Here's a diff to fix vio(4), could you give it a go?

Index: dev/pv/if_vio.c
===================================================================
RCS file: /cvs/src/sys/dev/pv/if_vio.c,v
retrieving revision 1.4
diff -u -p -r1.4 if_vio.c
--- dev/pv/if_vio.c 10 Aug 2017 18:03:51 -0000 1.4
+++ dev/pv/if_vio.c 23 Feb 2018 09:14:29 -0000
@@ -1276,7 +1276,8 @@ vio_wait_ctrl(struct vio_softc *sc)
  int r = 0;
 
  while (sc->sc_ctrl_inuse != FREE) {
- r = tsleep(&sc->sc_ctrl_inuse, PRIBIO|PCATCH, "viowait", 0);
+ r = rwsleep(&sc->sc_ctrl_inuse, &netlock, PRIBIO|PCATCH,
+    "viowait", 0);
  if (r == EINTR)
  return r;
  }
@@ -1295,7 +1296,8 @@ vio_wait_ctrl_done(struct vio_softc *sc)
  r = 1;
  break;
  }
- r = tsleep(&sc->sc_ctrl_inuse, PRIBIO|PCATCH, "viodone", 0);
+ r = rwsleep(&sc->sc_ctrl_inuse, &netlock, PRIBIO|PCATCH,
+    "viodone", 0);
  if (r == EINTR)
  break;
  }

▶ [GIVEN ENTRIES]

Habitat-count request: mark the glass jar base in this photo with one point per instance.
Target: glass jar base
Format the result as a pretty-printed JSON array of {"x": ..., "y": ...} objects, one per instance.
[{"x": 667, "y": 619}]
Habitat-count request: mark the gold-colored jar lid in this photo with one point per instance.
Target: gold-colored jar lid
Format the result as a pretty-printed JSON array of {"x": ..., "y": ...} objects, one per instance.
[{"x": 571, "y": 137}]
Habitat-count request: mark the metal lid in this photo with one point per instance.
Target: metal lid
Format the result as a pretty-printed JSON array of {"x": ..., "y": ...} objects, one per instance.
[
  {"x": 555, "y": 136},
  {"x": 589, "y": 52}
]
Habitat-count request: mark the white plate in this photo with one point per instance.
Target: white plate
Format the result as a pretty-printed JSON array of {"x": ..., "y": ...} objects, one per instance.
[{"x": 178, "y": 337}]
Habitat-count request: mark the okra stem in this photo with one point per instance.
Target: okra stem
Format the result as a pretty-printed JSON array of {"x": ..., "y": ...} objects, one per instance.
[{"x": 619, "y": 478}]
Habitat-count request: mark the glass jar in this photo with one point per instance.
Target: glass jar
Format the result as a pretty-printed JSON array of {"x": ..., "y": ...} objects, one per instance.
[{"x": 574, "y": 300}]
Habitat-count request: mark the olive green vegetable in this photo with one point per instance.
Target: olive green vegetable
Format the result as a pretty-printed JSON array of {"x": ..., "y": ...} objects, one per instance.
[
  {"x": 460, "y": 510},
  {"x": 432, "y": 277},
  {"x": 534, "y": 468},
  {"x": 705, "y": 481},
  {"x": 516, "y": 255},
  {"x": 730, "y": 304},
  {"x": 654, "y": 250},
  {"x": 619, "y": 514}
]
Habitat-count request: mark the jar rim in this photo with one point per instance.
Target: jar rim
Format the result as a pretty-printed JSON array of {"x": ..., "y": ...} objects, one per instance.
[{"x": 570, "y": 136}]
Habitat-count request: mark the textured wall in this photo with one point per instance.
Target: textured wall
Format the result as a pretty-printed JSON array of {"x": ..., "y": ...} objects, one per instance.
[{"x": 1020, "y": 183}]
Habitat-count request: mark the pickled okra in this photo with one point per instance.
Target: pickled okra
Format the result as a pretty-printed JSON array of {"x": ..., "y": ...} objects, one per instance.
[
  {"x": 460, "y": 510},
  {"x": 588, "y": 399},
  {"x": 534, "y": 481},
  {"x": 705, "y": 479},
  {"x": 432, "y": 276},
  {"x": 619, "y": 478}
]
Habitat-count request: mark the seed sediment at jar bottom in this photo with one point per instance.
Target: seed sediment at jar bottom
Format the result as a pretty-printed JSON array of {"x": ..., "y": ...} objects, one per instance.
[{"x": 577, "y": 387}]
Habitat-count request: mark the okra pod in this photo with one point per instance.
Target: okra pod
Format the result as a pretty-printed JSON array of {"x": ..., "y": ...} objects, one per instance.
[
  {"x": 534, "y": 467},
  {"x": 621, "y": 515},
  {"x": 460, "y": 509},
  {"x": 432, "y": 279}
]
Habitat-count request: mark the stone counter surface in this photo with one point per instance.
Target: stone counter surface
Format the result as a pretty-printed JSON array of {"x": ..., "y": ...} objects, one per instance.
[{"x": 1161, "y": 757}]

▶ [WHAT TO WORK ON] In the diff, which function is substituted for tsleep in both vio_wait_ctrl and vio_wait_ctrl_done?

▶ [FINISHED TASK] rwsleep